63°F
weather icon Clear

Don’t be fooled by advocates of ‘school choice’

In the midst of National School Choice Week, students, parents and community members across our state shouldn't be fooled by some of the pro-corporate, partisan messaging hiding under the banner of "school choice." Specifically, Nevadans should know that National School Choice Week is a publicity stunt to increase public support for a "school choice" umbrella that includes not only Nevada's extreme new voucher law — currently under legal challenge — but also other schemes to maximize corporate profits at the expense of students and teachers, undermine public education altogether, and launch partisan attacks meant to undermine Democratic candidates and their allies.

Those diverse, and sometimes disturbing, agendas are the reason the leaders of National School Choice Week are purposefully vague about what "school choice" is. Of course, public charter and magnet schools, many of which have proven success in strengthening educational opportunities, are forms of school choice. But school choice can and does include a plethora of strategies in which taxpayer dollars meant for public schools are instead directed to CEOs' pockets and failing schools — by not improving children's learning.

For example, voucher programs often give taxpayer money to unregulated schools, where students perform far worse than those at traditional public schools. School choice can also funnel money into for-profit cyberschools that too often put corporations' profits, not students' learning, first. Our tax dollars meant for our students shouldn't be going to corporations running ineffective schools that fail our children.

Key figures involved in the school choice movement also have radical ideas about ending the public school system in America for good. The president of the Heartland Institute, one of the sponsors of National School Choice Week, has advocated for "the complete privatization of schooling." Getting rid of public education in America flies in the face of everything our country and our communities stand for.

▶ **Material provided**

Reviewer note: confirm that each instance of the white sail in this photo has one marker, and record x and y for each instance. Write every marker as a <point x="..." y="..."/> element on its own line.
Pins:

▶ **To be done**
From the school choice op-ed, extract the passage running from "For example, voucher" up to and including "fail our children.". Draw only on the school choice op-ed, not on the data.

▶ **Written answer**
For example, voucher programs often give taxpayer money to unregulated schools, where students perform far worse than those at traditional public schools. School choice can also funnel money into for-profit cyberschools that too often put corporations' profits, not students' learning, first. Our tax dollars meant for our students shouldn't be going to corporations running ineffective schools that fail our children.